● **Task directions**
Write each line exactly, from the line that holds "Teacher note: have the class pick out the woman with sunglasses" through the final line of the material, and no other line.

────────────────────

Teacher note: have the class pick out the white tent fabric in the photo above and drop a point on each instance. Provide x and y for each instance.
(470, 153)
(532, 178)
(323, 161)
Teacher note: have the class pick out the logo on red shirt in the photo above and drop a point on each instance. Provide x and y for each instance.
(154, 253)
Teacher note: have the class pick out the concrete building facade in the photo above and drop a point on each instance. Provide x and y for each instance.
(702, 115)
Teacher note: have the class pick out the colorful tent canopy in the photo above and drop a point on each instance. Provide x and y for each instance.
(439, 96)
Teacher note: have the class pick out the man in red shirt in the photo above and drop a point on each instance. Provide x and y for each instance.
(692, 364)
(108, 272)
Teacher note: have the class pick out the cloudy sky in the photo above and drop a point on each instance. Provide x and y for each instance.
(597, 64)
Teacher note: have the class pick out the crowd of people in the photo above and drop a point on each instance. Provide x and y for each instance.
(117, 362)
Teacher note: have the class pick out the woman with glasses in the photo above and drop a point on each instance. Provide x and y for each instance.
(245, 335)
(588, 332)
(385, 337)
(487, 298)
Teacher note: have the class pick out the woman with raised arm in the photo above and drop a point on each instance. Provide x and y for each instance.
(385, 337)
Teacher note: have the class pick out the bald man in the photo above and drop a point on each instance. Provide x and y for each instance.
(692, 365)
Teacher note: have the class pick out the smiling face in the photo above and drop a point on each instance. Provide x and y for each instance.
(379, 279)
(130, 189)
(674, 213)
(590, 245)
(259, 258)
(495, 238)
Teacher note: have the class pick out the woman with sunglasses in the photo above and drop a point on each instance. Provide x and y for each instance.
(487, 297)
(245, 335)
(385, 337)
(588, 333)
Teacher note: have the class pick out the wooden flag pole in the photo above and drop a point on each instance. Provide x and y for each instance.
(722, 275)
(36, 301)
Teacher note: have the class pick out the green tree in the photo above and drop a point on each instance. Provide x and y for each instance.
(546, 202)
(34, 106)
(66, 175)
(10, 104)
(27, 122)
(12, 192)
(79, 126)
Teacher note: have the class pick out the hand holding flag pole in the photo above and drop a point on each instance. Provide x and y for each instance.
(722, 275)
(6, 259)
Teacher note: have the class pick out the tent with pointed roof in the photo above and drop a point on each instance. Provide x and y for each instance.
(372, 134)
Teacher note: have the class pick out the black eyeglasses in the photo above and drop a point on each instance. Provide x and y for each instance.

────────────────────

● **Expected output**
Teacher note: have the class pick out the woman with sunglasses in the photo above and drop a point on each instance. Provide x and y for each instance.
(487, 297)
(245, 335)
(385, 337)
(588, 333)
Teacher note: have the class pick out the wooden flag pole in the photo above and drop a point on each instance. Provide x and y for each instance.
(722, 275)
(36, 301)
Teacher note: have the class pick out the green tree in the photo above and drop a point on each instance. Provide x and y for each instance.
(546, 202)
(34, 106)
(66, 175)
(10, 104)
(27, 122)
(12, 192)
(79, 126)
Teacher note: have the class pick out the hand holding flag pole in the photo above and drop a point on each instance. Provide x and y for each instance.
(722, 275)
(6, 259)
Teacher note: have the class pick out the tent with pointed roof in the photo above and drop a point on each instance. Provide x and y for each instance.
(372, 134)
Teacher note: have the class pick out the black eyeglasses in the photo above and drop a point on each instance. Provide x and y for each instance.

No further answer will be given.